▸ **Written problem**:
Carry on the Wi-SUN border router setup guide below, starting right after its last sentence.

Microchip ATREB215-XPRO

• Radio-type in application config: ATMEL.
• Not compatible with Arduino header.
• Connect XPRO Extension header to Arduino header as described in the image.

Connecting XPRO to Arduino header

ST X-NUCLEO-S2868A2

• Radio-type in application config: S2LP.
• The default SPI SCLK pin configuration is D13. On the X-Nucleo-S2868A2, you must solder the resistor R6 instead of R11. For more information, please see the UM2638 user manual.

Resistor soldering to R6

Required accounts

You need the following accounts:

• GitHub account.
• Pelion Device Management account.

Setting up and running the border router

There are two alternative border routers available:

• Nanostack Border Router
• Pelion Border Router

From the mesh network point of view, these border routers are the same. The main difference is Pelion Border Router also contains Device Management Client, which means this border router can register to and use services of Device Management.

To set up the border router:

1. Clone the pelion-border-router or nanostack-border-router repository.
2. Run mbed deploy.
3. Select the target platform.
4. Select the toolchain.
5. Build with Wi-SUN configurations.

Note: Run mbed detect to list connected targets and supported toolchains.

Pelion Border Router example:

$ mbed deploy

$ mbed target DISCO_F769NI

$ mbed toolchain GCC_ARM

$ mbed compile --app-config mbed_app.json

Nanostack Border Router example:

$ mbed deploy

$ mbed target DISCO_F769NI

$ mbed toolchain GCC_ARM

$ mbed compile --app-config configs/Wisun_Stm_s2lp_RF.json

If you are not using Ethernet with Nanostack Border Router, use configs for LTE backbone instead.

Running the border router application

To run the border router application:

1. Find the binary file pelion-border-router.bin or nanostack-border-router.binin the BUILD folder.

2. Copy the binary to the USB mass storage root of the development board. It automatically flashes to the target MCU. When the flashing is complete, the board restarts itself.

▸ **Record extracts**:

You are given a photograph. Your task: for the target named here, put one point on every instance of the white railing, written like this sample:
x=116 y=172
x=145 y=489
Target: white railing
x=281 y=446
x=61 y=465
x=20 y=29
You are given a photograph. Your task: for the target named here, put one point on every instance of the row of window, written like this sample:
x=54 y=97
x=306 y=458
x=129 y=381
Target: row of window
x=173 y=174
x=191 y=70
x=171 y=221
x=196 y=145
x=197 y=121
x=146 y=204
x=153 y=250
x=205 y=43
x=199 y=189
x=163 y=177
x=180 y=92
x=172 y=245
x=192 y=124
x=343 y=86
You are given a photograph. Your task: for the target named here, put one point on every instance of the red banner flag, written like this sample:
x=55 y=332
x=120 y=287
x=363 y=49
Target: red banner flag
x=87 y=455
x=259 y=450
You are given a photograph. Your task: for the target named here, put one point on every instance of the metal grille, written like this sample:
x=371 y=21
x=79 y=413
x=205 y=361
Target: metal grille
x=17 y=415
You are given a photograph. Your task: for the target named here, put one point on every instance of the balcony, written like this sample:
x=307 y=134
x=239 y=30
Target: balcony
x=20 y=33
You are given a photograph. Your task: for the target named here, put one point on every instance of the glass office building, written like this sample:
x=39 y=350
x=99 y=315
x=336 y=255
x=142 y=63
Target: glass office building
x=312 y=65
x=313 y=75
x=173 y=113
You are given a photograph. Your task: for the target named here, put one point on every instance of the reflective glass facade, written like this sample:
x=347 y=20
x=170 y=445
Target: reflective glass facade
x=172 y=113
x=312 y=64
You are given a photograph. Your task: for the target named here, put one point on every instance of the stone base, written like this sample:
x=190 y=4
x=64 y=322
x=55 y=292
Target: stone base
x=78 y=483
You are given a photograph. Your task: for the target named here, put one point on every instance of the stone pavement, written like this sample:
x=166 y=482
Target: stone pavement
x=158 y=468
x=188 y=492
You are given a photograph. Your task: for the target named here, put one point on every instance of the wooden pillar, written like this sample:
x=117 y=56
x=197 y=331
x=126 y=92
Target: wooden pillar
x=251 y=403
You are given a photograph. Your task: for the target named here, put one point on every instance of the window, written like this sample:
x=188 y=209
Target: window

▸ **Exercise answer**:
3. Press the reset button of the development board if it does not restart automatically.

4. The program begins execution.

5. Open the serial connection, for example with PuTTY.

See more detailed instructions in:

• pelion-border-router.
• nanostack-border-router.

Tip: Use the same Mbed OS version in the border router and the application (Device Management Client).

Border router with LTE backbone

Setting up the Wi-SUN devices and connect

Please follow the Pelion Device Management Client tutorial for the prerequisites and basic steps. The key difference is to use the application configuration file for Wi-SUN (configs/mesh_wisun.json) when compiling the client with Nanostack Border Router.

1. If you are using Nanostack Border Router, copy the configs/mesh_wisun.json file on top of the mbed_app.json in example root folder. For Pelion Border Router, the file mbed_app.jsonalready contains the Wi-SUN configuration settings.

2. Use the Wi-SUN certificate definitions file configs/wisun_certificates.h, or generate your own Wi-SUN certificates (recommended) file to the same location.

3. Ensure required Wi-SUN certificates (in file wisun_certificates.h) are valid (WISUN_ROOT_CERTIFICATE, WISUN_CLIENT_CERTIFICATE, WISUN_CLIENT_KEY), and match the settings you are using with the border router. Invalid certificates or certificates that don't match prevent mesh network formation.

4. In the mbed_cloud_client_user_config.h file, change MBED_CLOUD_CLIENT_TRANSPORT_MODE_TCP to MBED_CLOUD_CLIENT_TRANSPORT_MODE_UDP to use the UDP protocol instead of the default TCP.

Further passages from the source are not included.